■ **EXERCISE SET**
A – In the forum thread, which toy does ohsusana say is her favorite?
B – Write out the forum thread word for word, from "## Caxton (Mar" down to "making any cats ?".
start TEXT
# Well ladies you did ask for more.



## suelou (Aug 10, 2012)

Here are some more little critters to add to the rest. The pink bear I'm sure you will all recognise the pattern. All the sewn ones are Melly And Me designs. Hope you enjoy looking as much as I enjoyed making.


----------



## RosD (May 24, 2014)

Beautiful work. I love all of them!!! ????


----------



## minniemo (Apr 23, 2011)

So cute... What talent !!


----------



## In Memory of Scottybear (Sep 20, 2011)

They are gorgeous. The recipients will love them.


----------



## Caxton (Mar 26, 2013)

They are so lovely. I really like your choice of fabrics.


----------



## ohsusana (Jun 24, 2012)

Lovely work. You are very talented, it's good that you enjoy sewing as well as knitting. My favourite is the spotty dog. My cat wonders will you be making any cats ?
end TEXT
start SUPPLIED INFORMATION
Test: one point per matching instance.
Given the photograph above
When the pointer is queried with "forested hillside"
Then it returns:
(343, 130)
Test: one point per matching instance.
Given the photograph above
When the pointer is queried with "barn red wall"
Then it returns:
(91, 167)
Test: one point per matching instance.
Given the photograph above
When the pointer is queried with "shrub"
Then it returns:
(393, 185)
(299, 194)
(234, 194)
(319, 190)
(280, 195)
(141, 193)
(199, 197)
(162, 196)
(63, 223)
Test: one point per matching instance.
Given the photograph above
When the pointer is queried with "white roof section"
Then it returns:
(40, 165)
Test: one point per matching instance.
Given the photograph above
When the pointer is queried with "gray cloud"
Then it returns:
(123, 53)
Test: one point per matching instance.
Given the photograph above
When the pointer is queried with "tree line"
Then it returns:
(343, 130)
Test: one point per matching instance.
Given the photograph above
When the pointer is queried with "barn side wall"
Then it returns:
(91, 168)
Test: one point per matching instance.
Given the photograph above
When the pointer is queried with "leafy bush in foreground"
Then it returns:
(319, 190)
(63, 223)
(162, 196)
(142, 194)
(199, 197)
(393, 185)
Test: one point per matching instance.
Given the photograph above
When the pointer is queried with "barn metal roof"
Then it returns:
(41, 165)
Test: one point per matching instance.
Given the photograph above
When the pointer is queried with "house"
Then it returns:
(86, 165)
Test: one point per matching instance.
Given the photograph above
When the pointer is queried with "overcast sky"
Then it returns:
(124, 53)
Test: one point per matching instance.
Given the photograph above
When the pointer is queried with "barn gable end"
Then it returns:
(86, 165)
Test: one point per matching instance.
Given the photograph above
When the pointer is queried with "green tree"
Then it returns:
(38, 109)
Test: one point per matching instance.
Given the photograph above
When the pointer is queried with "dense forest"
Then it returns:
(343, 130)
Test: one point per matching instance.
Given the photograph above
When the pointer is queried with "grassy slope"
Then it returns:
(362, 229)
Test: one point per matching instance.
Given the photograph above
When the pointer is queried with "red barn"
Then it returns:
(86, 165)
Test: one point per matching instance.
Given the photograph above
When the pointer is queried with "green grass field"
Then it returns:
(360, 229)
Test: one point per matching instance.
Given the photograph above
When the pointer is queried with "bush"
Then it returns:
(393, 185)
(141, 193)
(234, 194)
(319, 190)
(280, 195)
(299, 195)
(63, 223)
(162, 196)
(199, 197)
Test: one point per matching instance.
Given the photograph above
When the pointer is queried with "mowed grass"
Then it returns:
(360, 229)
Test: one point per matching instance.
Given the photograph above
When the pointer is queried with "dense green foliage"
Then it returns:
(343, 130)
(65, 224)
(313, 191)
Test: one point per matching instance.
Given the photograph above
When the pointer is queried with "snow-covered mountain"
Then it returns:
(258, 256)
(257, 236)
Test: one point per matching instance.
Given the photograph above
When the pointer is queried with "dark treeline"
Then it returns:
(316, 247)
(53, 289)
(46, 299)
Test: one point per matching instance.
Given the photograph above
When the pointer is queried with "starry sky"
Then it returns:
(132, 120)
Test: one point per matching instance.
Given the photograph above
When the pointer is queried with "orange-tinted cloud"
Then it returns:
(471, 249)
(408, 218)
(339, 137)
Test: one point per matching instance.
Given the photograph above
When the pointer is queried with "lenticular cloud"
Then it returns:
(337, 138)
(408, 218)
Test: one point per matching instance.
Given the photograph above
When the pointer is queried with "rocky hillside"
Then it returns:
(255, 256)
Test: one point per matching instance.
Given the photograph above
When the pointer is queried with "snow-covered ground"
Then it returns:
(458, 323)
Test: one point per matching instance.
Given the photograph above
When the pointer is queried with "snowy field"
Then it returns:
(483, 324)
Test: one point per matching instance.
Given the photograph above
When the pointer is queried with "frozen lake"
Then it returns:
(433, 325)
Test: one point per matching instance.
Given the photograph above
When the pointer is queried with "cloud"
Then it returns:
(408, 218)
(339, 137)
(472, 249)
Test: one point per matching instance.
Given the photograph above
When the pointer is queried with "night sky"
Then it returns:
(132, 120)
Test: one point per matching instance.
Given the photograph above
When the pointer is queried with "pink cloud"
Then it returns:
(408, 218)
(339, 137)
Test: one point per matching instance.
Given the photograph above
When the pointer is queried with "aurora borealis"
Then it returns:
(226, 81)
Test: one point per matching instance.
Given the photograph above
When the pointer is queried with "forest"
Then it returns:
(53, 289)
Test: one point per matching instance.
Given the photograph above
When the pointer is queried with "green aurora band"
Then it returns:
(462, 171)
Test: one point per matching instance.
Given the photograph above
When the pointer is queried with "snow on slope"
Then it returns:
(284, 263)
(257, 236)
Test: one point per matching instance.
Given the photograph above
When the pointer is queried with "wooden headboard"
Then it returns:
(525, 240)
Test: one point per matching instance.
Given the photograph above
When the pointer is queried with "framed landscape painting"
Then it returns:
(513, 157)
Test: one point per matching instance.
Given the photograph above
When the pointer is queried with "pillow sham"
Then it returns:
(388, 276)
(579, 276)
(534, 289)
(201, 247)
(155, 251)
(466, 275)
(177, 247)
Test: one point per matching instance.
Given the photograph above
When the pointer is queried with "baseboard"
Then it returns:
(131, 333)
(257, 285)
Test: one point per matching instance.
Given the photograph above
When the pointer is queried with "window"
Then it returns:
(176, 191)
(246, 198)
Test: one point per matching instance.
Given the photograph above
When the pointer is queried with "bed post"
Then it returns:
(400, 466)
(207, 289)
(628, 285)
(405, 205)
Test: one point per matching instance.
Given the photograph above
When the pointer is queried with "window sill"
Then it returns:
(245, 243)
end SUPPLIED INFORMATION
■ **RESULTS BY TASK**
A – The spotty dog.

B –
## Caxton (Mar 26, 2013)

They are so lovely. I really like your choice of fabrics.


----------



## ohsusana (Jun 24, 2012)

Lovely work. You are very talented, it's good that you enjoy sewing as well as knitting. My favourite is the spotty dog. My cat wonders will you be making any cats ?